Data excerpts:
************
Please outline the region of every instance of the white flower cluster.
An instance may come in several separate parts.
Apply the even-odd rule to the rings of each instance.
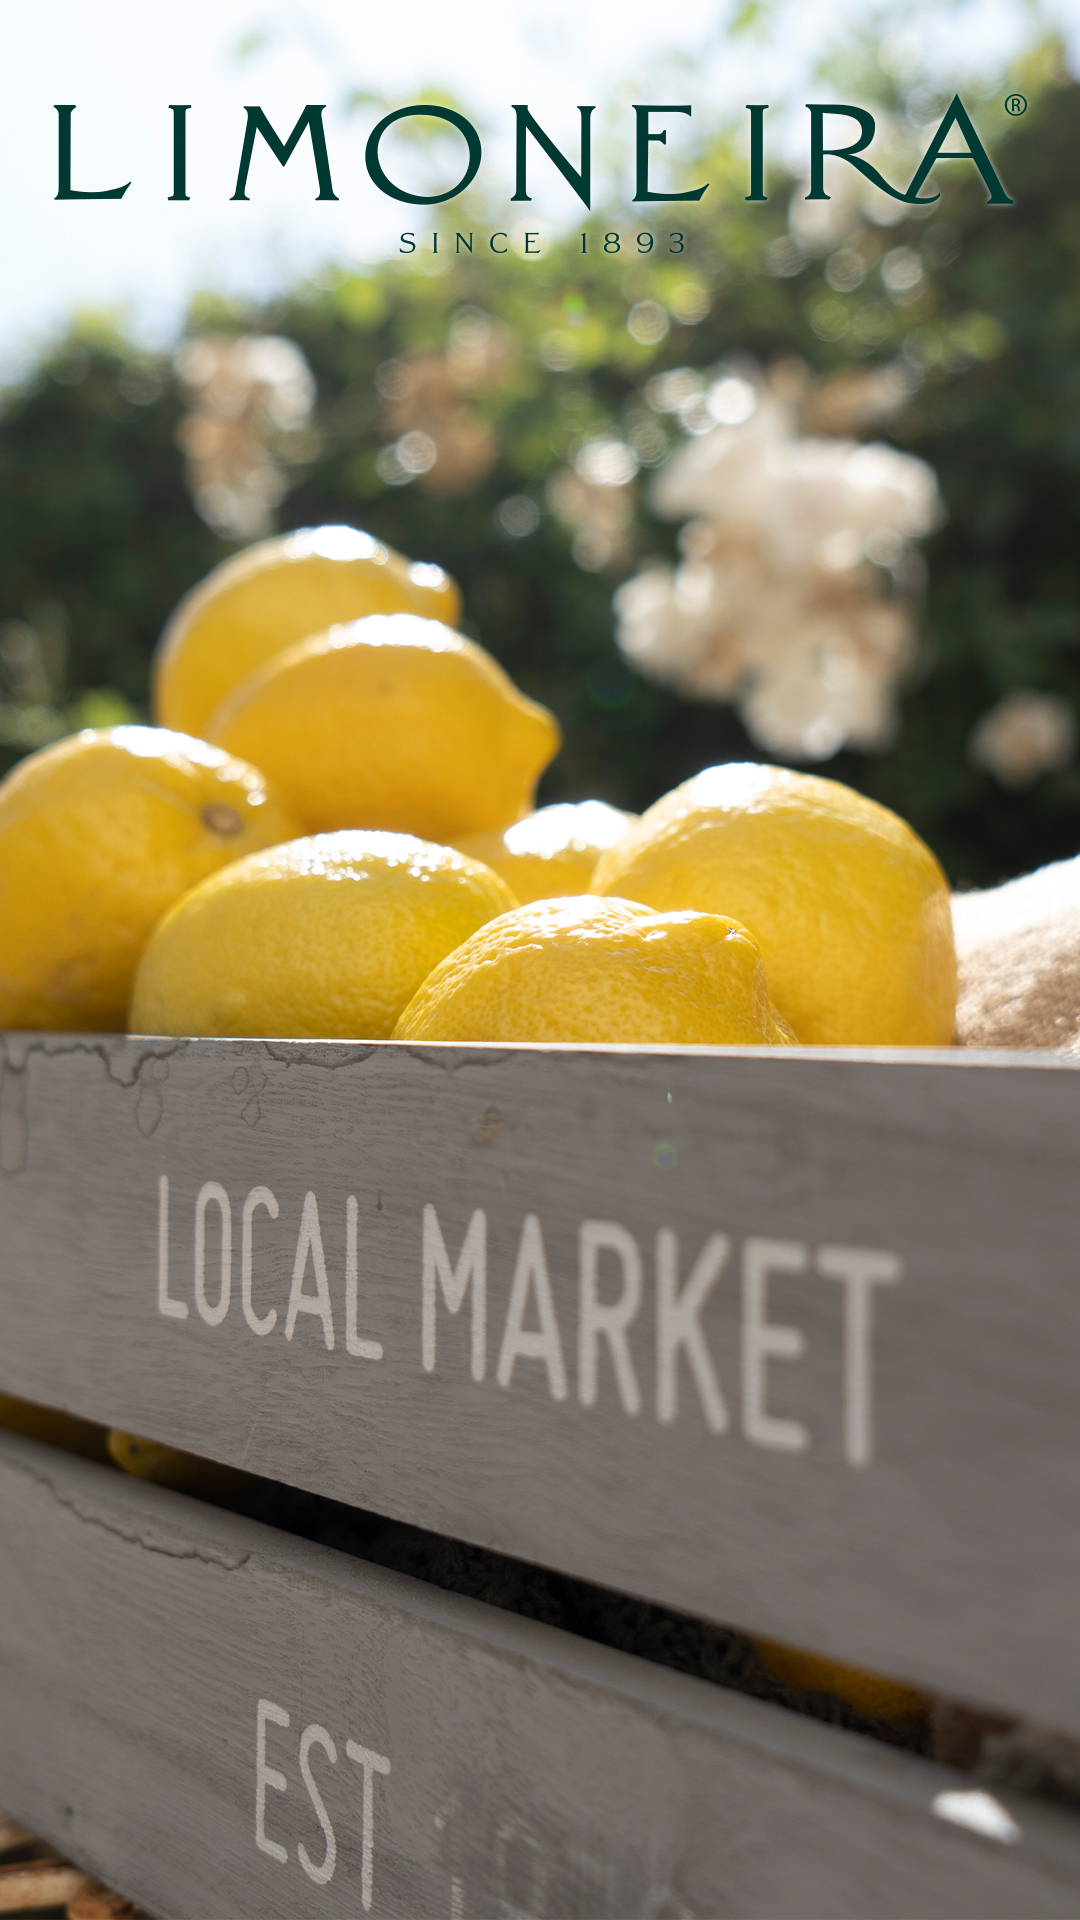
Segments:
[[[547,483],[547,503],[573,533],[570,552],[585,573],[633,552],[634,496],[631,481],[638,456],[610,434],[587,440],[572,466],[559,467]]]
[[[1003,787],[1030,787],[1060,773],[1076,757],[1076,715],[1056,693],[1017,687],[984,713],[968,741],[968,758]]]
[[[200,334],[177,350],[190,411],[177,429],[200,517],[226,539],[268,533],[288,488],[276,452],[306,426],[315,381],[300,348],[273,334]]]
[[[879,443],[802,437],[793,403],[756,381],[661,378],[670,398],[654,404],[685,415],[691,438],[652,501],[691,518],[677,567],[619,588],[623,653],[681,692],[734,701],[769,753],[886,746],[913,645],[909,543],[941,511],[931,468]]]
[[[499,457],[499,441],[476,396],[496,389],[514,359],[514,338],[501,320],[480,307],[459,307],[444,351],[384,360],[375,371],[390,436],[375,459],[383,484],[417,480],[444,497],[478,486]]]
************
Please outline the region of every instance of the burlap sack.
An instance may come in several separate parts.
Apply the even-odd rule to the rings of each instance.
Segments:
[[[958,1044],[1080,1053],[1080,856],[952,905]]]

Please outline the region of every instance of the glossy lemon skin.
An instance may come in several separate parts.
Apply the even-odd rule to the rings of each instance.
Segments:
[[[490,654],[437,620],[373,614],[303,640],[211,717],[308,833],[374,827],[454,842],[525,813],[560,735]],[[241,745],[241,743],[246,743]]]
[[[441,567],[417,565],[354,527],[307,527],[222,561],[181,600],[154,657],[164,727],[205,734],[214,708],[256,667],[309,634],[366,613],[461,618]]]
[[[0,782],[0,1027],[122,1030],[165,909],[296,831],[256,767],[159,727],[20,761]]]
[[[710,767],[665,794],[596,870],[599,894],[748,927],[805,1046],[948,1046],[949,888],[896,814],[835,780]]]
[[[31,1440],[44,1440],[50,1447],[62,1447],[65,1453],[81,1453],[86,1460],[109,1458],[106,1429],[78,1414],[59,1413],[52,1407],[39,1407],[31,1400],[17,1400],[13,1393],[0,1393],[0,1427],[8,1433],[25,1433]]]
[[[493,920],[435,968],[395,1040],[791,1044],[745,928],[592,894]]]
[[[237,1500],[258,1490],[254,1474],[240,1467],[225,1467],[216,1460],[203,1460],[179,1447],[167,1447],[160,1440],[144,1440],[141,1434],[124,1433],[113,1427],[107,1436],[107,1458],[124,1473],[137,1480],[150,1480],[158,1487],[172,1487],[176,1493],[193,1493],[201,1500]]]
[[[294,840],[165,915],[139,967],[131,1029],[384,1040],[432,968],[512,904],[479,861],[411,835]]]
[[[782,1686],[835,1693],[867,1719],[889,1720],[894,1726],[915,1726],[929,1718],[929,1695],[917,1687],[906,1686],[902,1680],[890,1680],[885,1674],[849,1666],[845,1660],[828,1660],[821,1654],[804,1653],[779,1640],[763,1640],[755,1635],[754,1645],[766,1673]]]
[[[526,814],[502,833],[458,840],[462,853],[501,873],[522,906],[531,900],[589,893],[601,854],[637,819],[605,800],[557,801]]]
************
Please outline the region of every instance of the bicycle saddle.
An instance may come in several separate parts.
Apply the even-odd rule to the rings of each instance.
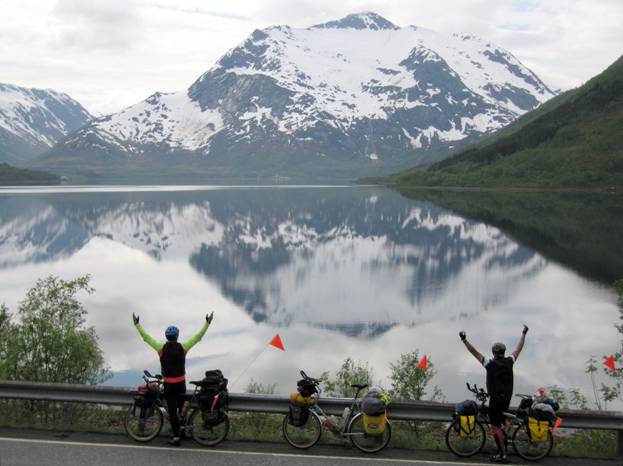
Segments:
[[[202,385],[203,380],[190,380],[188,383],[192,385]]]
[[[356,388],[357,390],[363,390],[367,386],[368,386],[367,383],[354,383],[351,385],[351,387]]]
************
What is needed = Some lines of the data above may hold the word "every"; report how many do, and nothing else.

Task result = 4